[Stored items from a collection]
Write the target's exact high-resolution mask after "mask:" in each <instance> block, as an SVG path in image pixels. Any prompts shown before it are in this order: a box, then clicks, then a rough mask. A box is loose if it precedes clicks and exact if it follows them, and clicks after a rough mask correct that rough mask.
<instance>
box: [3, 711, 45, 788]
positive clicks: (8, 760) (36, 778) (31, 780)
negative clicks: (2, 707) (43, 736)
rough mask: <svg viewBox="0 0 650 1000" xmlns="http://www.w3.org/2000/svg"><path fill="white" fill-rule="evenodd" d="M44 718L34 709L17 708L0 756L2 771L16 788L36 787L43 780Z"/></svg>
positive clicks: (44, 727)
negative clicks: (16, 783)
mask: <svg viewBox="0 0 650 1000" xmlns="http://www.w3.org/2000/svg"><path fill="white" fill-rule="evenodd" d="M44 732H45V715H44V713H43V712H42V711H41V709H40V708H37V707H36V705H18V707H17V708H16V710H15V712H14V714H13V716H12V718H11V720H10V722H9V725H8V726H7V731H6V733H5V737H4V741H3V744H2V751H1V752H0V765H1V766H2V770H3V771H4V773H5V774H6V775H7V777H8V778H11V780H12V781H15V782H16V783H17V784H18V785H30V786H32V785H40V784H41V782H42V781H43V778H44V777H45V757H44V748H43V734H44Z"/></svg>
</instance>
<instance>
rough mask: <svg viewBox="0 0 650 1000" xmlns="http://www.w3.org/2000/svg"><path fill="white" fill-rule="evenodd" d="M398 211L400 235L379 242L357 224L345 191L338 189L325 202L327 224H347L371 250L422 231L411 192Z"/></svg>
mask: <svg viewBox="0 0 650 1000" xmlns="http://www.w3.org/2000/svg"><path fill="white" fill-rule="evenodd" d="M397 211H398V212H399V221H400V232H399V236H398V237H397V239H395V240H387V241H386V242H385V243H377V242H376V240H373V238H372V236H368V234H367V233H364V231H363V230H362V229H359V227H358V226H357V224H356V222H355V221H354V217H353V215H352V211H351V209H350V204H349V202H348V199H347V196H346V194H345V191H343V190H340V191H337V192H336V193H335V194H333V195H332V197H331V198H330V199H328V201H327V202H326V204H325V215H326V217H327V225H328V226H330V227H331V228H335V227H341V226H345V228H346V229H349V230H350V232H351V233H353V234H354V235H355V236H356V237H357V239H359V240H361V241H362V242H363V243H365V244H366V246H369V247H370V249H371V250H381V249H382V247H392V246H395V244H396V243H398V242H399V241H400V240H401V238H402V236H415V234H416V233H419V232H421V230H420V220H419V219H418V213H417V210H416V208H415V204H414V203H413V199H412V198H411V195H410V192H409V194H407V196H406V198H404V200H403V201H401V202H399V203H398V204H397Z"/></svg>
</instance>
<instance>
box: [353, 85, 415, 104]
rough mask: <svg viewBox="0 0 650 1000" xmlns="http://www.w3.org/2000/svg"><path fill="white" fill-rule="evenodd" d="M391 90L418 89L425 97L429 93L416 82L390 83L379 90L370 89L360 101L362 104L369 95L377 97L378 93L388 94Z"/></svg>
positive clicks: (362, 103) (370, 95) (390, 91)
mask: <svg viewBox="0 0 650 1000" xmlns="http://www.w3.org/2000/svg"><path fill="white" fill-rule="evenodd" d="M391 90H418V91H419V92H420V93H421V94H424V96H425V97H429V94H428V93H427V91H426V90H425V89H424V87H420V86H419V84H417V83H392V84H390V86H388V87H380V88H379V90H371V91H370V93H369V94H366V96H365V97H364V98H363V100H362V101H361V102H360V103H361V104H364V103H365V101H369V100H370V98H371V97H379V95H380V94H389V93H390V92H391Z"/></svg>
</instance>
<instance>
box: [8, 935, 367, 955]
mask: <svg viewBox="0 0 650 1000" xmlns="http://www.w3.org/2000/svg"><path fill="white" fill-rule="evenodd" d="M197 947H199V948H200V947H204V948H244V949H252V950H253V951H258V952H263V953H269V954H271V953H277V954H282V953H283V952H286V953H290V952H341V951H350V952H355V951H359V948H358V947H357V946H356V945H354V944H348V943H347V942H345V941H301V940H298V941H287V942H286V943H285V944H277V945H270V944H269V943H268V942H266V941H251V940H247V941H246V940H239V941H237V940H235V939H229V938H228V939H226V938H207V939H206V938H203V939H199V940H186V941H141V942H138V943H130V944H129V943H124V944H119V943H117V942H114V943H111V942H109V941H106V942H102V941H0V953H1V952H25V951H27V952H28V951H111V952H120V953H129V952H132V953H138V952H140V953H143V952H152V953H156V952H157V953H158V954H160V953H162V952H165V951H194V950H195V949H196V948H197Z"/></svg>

- [Task directions]:
Every record must be set down again exactly.

- [Problem solution]:
Write the target's exact high-resolution mask after "mask:" in each <instance> block, as an SVG path in image pixels. Any prompts shown before it are in this order: a box, then clicks, then a rough mask. A box is loose if it precedes clicks and exact if it follows them, and clicks after a rough mask correct that rough mask.
<instance>
box: [3, 711, 45, 788]
positive clicks: (8, 760) (36, 778) (31, 780)
negative clicks: (2, 707) (43, 736)
rough mask: <svg viewBox="0 0 650 1000" xmlns="http://www.w3.org/2000/svg"><path fill="white" fill-rule="evenodd" d="M44 718L34 709L17 708L0 756L2 771L16 788L36 787L43 780Z"/></svg>
positive clicks: (44, 727)
negative clicks: (16, 783)
mask: <svg viewBox="0 0 650 1000" xmlns="http://www.w3.org/2000/svg"><path fill="white" fill-rule="evenodd" d="M44 732H45V715H44V713H43V712H42V711H41V709H40V708H37V707H36V705H18V707H17V708H16V710H15V712H14V714H13V716H12V718H11V720H10V722H9V725H8V726H7V731H6V733H5V737H4V741H3V744H2V751H1V752H0V765H1V766H2V770H3V771H4V773H5V774H6V775H7V777H8V778H11V780H12V781H15V782H16V783H17V784H18V785H30V786H32V785H40V784H41V782H42V781H43V778H44V777H45V757H44V748H43V734H44Z"/></svg>
</instance>
<instance>
rough mask: <svg viewBox="0 0 650 1000" xmlns="http://www.w3.org/2000/svg"><path fill="white" fill-rule="evenodd" d="M398 211L400 235L379 242L357 224L345 191L338 189L325 202L327 224H347L371 250L422 231L411 192Z"/></svg>
mask: <svg viewBox="0 0 650 1000" xmlns="http://www.w3.org/2000/svg"><path fill="white" fill-rule="evenodd" d="M397 211H398V212H399V221H400V232H399V236H398V237H397V239H395V240H387V241H386V242H385V243H377V242H376V240H373V238H372V236H368V234H367V233H364V231H363V230H362V229H359V227H358V226H357V224H356V222H355V221H354V217H353V215H352V211H351V209H350V204H349V202H348V199H347V196H346V194H345V191H343V190H340V191H337V192H336V193H335V194H333V195H332V197H331V198H330V199H328V201H327V202H326V204H325V215H326V217H327V225H328V226H330V227H331V228H335V227H341V226H345V228H346V229H349V230H350V232H351V233H353V234H354V235H355V236H356V237H357V239H359V240H361V241H362V242H363V243H365V244H366V246H369V247H370V249H371V250H381V249H382V247H392V246H395V244H396V243H398V242H399V241H400V240H401V238H402V236H415V234H416V233H419V232H421V230H420V220H419V219H418V213H417V210H416V208H415V204H414V203H413V199H412V198H411V195H410V192H409V194H407V196H406V198H404V200H403V201H401V202H399V203H398V204H397Z"/></svg>
</instance>
<instance>
box: [353, 85, 415, 104]
rough mask: <svg viewBox="0 0 650 1000" xmlns="http://www.w3.org/2000/svg"><path fill="white" fill-rule="evenodd" d="M391 90L418 89L425 97L429 93L416 82L390 83L379 90L370 89L360 101L362 104L369 95L377 97L378 93L388 94Z"/></svg>
positive clicks: (362, 103) (370, 95) (390, 91)
mask: <svg viewBox="0 0 650 1000" xmlns="http://www.w3.org/2000/svg"><path fill="white" fill-rule="evenodd" d="M391 90H418V91H419V92H420V93H421V94H424V96H425V97H429V94H428V93H427V91H426V90H425V89H424V87H420V86H419V84H417V83H392V84H390V86H388V87H380V88H379V90H371V91H370V93H369V94H366V96H365V97H364V98H363V100H362V101H361V102H360V103H361V104H364V103H365V101H369V100H370V98H371V97H379V95H380V94H389V93H390V92H391Z"/></svg>
</instance>
<instance>
box: [8, 935, 367, 955]
mask: <svg viewBox="0 0 650 1000" xmlns="http://www.w3.org/2000/svg"><path fill="white" fill-rule="evenodd" d="M197 947H199V948H200V947H204V948H244V949H252V950H253V951H258V952H263V953H269V954H271V953H277V954H282V953H283V952H286V953H290V952H341V951H350V952H355V951H359V948H358V947H357V946H356V945H354V944H348V943H347V942H345V941H301V940H298V941H287V942H286V943H285V944H277V945H270V944H269V943H268V942H266V941H251V940H247V941H246V940H239V941H237V940H235V939H229V938H228V939H226V938H207V939H206V938H203V939H199V940H186V941H141V942H138V943H130V944H129V943H124V944H119V943H117V942H114V943H111V942H109V941H106V942H102V941H0V953H1V952H25V951H27V952H28V951H111V952H120V953H129V952H132V953H138V952H140V953H143V952H152V953H156V952H157V953H158V954H160V953H162V952H165V951H194V950H195V949H196V948H197Z"/></svg>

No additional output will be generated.